TASKS TO CARRY OUT:
a – Copy the part of the article on healthcare spending that begins with the words containing "Saving Lives, Wasting" and ends with "the Courage guidelines.".
b – Condense the paragraph of the article on healthcare spending that begins "In short, the current U.S. healthcare system" into a short bulleted list that keeps its main facts.
c – Write what comes next in the article on healthcare spending, picking up after its final sentence.

SUPPLIED TEXT:
*** Block opens ***

Saving Lives, Wasting Money

Cardiologist William Boden, M.D., led the Courage trial, which discovered that stent surgery “usually yields no additional benefit when used with a cocktail of generic drugs in patients suffering from chronic chest pain”.  Dr. Steve Nissen, at the time chairman of the American College of Cardiology, called the Courage findings a “blockbuster,” but the Wall Street Journal quotes Dr. Boden as saying: “Most (cardiologists) haven’t patient carevoluntarily incorporated the Courage criteria into their practice. What’s going to continue to drive practice is reimbursement.” The Journal article also cites Dr. Sanjay Kaul of Cedars-Sinai Heart Institute in Los Angeles, who argued that the U.S. healthcare system could save $5 billion of the $15 billion it spends annually on stent procedures if it adopted the Courage guidelines.
The Courage trial, “medicine’s missed opportunity for comparative effective savings,” is mirrored by a recent study that determined the 2005 decision by Medicare to pay doctors to do bladder surgery in their offices “dramatically raised the number of procedures and overall health costs”.
In short, the current U.S. healthcare system rewards doctors for overusing expensive procedures. Like the FDA, the system must be reformed from the ground up. Lori Knutson, R.N., BC-HN, executive director of the Penny George Institute, reports that inpatient integrative care is saving $2,000 per patient per hospital stay at Abbott Northwestern Hospital. What a great model to study!

*** Block closes ***

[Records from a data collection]
*** Block opens ***

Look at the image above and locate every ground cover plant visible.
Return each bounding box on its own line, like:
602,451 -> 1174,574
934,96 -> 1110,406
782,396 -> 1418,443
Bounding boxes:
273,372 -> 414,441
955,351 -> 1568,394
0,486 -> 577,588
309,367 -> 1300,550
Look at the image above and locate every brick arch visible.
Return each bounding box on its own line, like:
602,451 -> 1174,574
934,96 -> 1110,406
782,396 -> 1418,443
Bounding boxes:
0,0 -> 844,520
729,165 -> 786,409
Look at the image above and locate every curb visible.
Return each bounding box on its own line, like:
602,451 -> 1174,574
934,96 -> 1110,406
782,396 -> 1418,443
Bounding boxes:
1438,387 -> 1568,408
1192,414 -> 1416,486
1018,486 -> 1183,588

*** Block closes ***

ANSWERS BY TASK:
a –
Saving Lives, Wasting Money

Cardiologist William Boden, M.D., led the Courage trial, which discovered that stent surgery “usually yields no additional benefit when used with a cocktail of generic drugs in patients suffering from chronic chest pain”.  Dr. Steve Nissen, at the time chairman of the American College of Cardiology, called the Courage findings a “blockbuster,” but the Wall Street Journal quotes Dr. Boden as saying: “Most (cardiologists) haven’t patient carevoluntarily incorporated the Courage criteria into their practice. What’s going to continue to drive practice is reimbursement.” The Journal article also cites Dr. Sanjay Kaul of Cedars-Sinai Heart Institute in Los Angeles, who argued that the U.S. healthcare system could save $5 billion of the $15 billion it spends annually on stent procedures if it adopted the Courage guidelines.

b –
- The current U.S. healthcare system rewards doctors for overusing expensive procedures.
- Like the FDA, the system must be reformed from the ground up.
- Lori Knutson, R.N., BC-HN, executive director of the Penny George Institute, reports that inpatient integrative care saves $2,000 per patient per hospital stay at Abbott Northwestern Hospital.
- The author calls this a great model to study.

c –
3 comments

  1. I’ve always thought there was a lot of wasted money in the medical community. This article just proves it.

  2. This article, Saving Lives, Wasting Money….you are saying our healthcare system is doing an incredible job at saving lives? Show me how that is so. Our health care system is taking more lives and injuring more people than ever before. I find this unconscionable from the perspective of a natural health practitioner. Trauma care may be given a dim green light with your statement but health care must be given a huge red light and a vote of no confidence until germ therory and toxicology are eliminated from the standard of care.

  3. The government never goes after the insurance companies for paying for services that are inadequate or not done at all. If you call the insurance companies on these items, they just tell you that they were paid and it is up to you to prove that the services were not done.
    It should be like any other service. The doctors and hospital should be held accountable for quality service not quantity.
    We are overcharged and underserviced.